- **Directions**
- A) In two sentences, summarize the article on Scott's administration.
- B) Answer these questions from the article on Scott's administration:
(i) How many of the company's transport workers had their jobs affected?
(ii) Which country banned exports of urea in 2021?
(iii) How many consecutive months of interest rate hikes does the article mention?
- C) Say whether each statement agrees with the article on Scott's administration, and quote the words that decide it:
(i) Diesel is the single biggest cost faced by operators.
(ii) The shortage of freight workers existed before the pandemic.
(iii) The supply of AdBlue has not yet been restored.

[Passage provided]

Scott’s administration wake-up call

The decision to place Scott’s Refrigerated Logistics into voluntary administration earlier this month, further compromising national supply chains and the jobs of 1500 of the company’s transport workers, was met with surprise by many sectors of the community.

How could a company that had such a successful track record and commercial partnerships with some of Australia’s biggest and best-known grocery and supermarket retailers suddenly go under? Surely, they were too big to fail, some thought.

For those of us that live, and breathe transport every day, the decision may not have come as a surprise. However, it didn’t make it any less confronting because what happened to Scott’s is what keeps transport operator bosses around Australia awake at night.

For some time, industry stakeholders like the VTA have been highlighting the multiple challenges facing operators that, left unaddressed, could prove a reckoning for many. Let’s unpack these:

Fuel – After wages, diesel is the biggest cost faced by operators, and it’s also the most variable, as we have seen in recent years. The high cost of diesel is another cost operators need to pass on in full through the supply chain, however some have not done so in the interests of retaining customers. The impact of the previous government’s six-month fuel tax cut and operators having to negotiate ATO payments because of the associated fuel tax budget decision affected cash flows for many.

Geo-political tensions – Russia’s war against Ukraine continues to wreak havoc on global supply chains and tensions in southeast Asia and the Taiwan Straits is seeing fewer ships coming to Australia. Production of AdBlue, a key engine additive, was severely disrupted when China banned exports of urea in 2021. While supply has been restored, the industry continues to experience flow-on effects of disruption, as well as higher prices.

Labour – freight operators are still desperate for workers, which is an issue that existed long before the pandemic. Our industry lags others when it comes to finding, training, and retaining qualified workers. Heavy vehicle licencing reform is the key to making a career as a professional and well-paid transport worker attractive to school-leavers, young women and men, and those looking for a career change.

High inflation & interest rates – there are few parts of the economy that haven’t been impacted by high inflation and 10 consecutive months of interest rate hikes. What makes a bad problem worse for freight operators are the already razor thin margins in place, making it harder to pass on higher costs. Investing in new equipment and maintaining equipment is even harder in a high inflationary environment.

Customer pressure – freight customers are putting unprecedented pressure on transport operators to reduce their costs so that they can maintain or even reduce prices for consumers. This is unsustainable and will ultimately do more harm than good for our economy. The larger volume freight customers have a responsibility to offer contracts that are sustainable and viable for operators so that the whole supply chain doesn’t collapse around us.

[/Passage provided]
[Provided information]

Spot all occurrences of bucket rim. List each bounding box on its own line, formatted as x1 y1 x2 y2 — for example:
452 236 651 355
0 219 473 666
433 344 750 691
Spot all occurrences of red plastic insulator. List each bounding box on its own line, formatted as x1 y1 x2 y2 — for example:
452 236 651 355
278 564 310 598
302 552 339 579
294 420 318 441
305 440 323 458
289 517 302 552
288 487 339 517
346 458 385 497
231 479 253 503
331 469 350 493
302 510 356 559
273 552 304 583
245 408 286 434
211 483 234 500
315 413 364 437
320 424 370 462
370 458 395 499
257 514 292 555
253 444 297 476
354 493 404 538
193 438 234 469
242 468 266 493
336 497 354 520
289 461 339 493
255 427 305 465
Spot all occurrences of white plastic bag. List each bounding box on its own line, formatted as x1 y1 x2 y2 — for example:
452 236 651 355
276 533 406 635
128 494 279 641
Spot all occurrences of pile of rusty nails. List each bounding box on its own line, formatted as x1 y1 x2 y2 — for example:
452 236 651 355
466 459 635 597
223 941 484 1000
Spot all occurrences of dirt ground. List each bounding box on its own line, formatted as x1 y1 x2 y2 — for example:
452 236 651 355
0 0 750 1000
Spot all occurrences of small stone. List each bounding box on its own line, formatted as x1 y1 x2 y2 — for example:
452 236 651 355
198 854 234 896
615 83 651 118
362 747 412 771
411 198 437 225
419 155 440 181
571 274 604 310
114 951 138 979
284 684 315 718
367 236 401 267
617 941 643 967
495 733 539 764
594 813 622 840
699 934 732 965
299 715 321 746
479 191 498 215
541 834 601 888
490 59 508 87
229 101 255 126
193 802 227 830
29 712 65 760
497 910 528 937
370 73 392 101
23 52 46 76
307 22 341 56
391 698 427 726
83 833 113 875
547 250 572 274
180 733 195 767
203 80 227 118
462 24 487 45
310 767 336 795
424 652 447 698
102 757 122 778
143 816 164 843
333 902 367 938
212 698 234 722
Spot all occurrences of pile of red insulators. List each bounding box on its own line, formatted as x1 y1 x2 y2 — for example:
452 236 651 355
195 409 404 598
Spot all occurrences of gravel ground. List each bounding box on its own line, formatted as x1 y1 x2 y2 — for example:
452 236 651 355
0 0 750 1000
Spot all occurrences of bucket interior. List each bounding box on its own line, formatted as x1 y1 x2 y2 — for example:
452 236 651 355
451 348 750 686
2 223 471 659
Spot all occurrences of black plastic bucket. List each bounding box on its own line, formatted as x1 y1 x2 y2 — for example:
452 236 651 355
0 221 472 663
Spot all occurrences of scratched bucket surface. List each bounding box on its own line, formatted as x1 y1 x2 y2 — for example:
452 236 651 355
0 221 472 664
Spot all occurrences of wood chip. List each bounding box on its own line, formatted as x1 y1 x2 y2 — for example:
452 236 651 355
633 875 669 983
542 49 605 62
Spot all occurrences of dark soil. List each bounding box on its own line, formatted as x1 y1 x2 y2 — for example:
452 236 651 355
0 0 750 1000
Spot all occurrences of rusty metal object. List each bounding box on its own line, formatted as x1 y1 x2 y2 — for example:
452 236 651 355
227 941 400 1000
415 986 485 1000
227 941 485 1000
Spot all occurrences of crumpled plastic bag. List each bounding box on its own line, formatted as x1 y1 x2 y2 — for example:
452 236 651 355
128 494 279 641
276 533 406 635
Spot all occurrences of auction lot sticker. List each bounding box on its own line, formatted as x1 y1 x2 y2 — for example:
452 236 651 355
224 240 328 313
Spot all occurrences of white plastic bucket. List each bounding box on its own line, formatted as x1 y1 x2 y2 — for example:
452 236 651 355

[/Provided information]

- **Solutions in order**
- A) Scott's Refrigerated Logistics went into voluntary administration earlier this month, which surprised many sectors of the community and affected the jobs of 1500 of the company's transport workers. Industry stakeholders like the VTA have been highlighting challenges facing operators: fuel, geo-political tensions, labour, high inflation and interest rates, and customer pressure.

- B)
(i) 1500
(ii) China
(iii) 10

- C)
(i) No: "After wages, diesel is the biggest cost faced by operators"
(ii) Yes: "an issue that existed long before the pandemic"
(iii) No: "While supply has been restored"